■ **Work item**: Working from the entries that follow, retype each one without any alteration.

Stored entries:
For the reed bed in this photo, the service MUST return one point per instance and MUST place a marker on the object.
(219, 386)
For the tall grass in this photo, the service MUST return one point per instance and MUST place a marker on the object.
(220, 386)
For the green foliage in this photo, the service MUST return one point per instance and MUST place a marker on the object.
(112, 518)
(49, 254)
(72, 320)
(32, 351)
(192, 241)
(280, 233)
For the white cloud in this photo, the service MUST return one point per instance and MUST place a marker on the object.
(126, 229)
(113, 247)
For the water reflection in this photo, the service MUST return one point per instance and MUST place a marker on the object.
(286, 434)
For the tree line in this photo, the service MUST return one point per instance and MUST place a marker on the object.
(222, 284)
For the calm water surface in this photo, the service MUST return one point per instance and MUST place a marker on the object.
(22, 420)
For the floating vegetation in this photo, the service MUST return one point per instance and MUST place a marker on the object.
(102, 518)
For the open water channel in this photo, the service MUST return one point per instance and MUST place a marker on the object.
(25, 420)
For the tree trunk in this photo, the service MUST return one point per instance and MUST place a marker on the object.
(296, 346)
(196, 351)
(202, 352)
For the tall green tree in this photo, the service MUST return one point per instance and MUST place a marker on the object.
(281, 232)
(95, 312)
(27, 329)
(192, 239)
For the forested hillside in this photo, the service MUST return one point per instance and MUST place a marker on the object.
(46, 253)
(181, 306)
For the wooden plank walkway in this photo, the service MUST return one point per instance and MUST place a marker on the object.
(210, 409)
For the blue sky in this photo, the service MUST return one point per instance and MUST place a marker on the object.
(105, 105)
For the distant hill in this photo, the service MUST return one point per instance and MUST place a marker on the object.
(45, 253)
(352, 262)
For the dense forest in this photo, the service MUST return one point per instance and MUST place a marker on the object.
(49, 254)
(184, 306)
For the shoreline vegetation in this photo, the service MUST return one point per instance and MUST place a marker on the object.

■ **Result for this task**:
For the reed bed in this photo, the service MUST return one point per instance and MUST place a marker on the object.
(219, 386)
For the tall grass in this photo, the service MUST return one point per instance and MUST place a marker on the object.
(220, 386)
For the green foliage in this photo, the service MUST return one point per instance and MUST place a marker on the object.
(112, 518)
(49, 254)
(72, 320)
(32, 351)
(192, 241)
(280, 233)
For the white cloud in this photo, the service MUST return one point per instance and MUST place a marker on the object.
(126, 229)
(113, 247)
For the water reflection in this photo, the service MUST return one point per instance and MUST place a marker on the object.
(286, 434)
For the tree line in this photo, the service MUST return one point per instance and MUST place a marker on the object.
(222, 284)
For the calm water surface in this photo, the service MUST return one point per instance and MUST place a marker on the object.
(22, 420)
For the floating vegetation in this photo, the service MUST return one point per instance and MUST place a marker on the object.
(102, 518)
For the open water channel in this photo, the service MUST return one point per instance and MUST place a marker on the object.
(25, 420)
For the tree trunk in this photo, the service MUST return one point per instance and MUST place a marker on the object.
(296, 346)
(196, 351)
(202, 352)
For the tall green tree in this photo, the service MUST return one point per instance and MUST place a marker on the object.
(281, 232)
(95, 312)
(27, 329)
(192, 239)
For the forested hillside in this photo, the service MUST return one point per instance and MUST place a marker on the object.
(46, 253)
(181, 306)
For the wooden plank walkway in this photo, the service MUST return one point per instance and MUST place a marker on the object.
(210, 409)
For the blue sky in this photo, the service MUST return one point per instance and MUST place a marker on the object.
(105, 105)
For the distant hill in this photo, the service MUST return one point per instance and MUST place a marker on the object.
(45, 253)
(352, 262)
For the dense forest in this photo, the service MUST return one point per instance and MUST place a marker on the object.
(49, 254)
(184, 306)
For the shoreline vegetation in this photo, the service MUST return one point per instance and MUST place a marker on the object.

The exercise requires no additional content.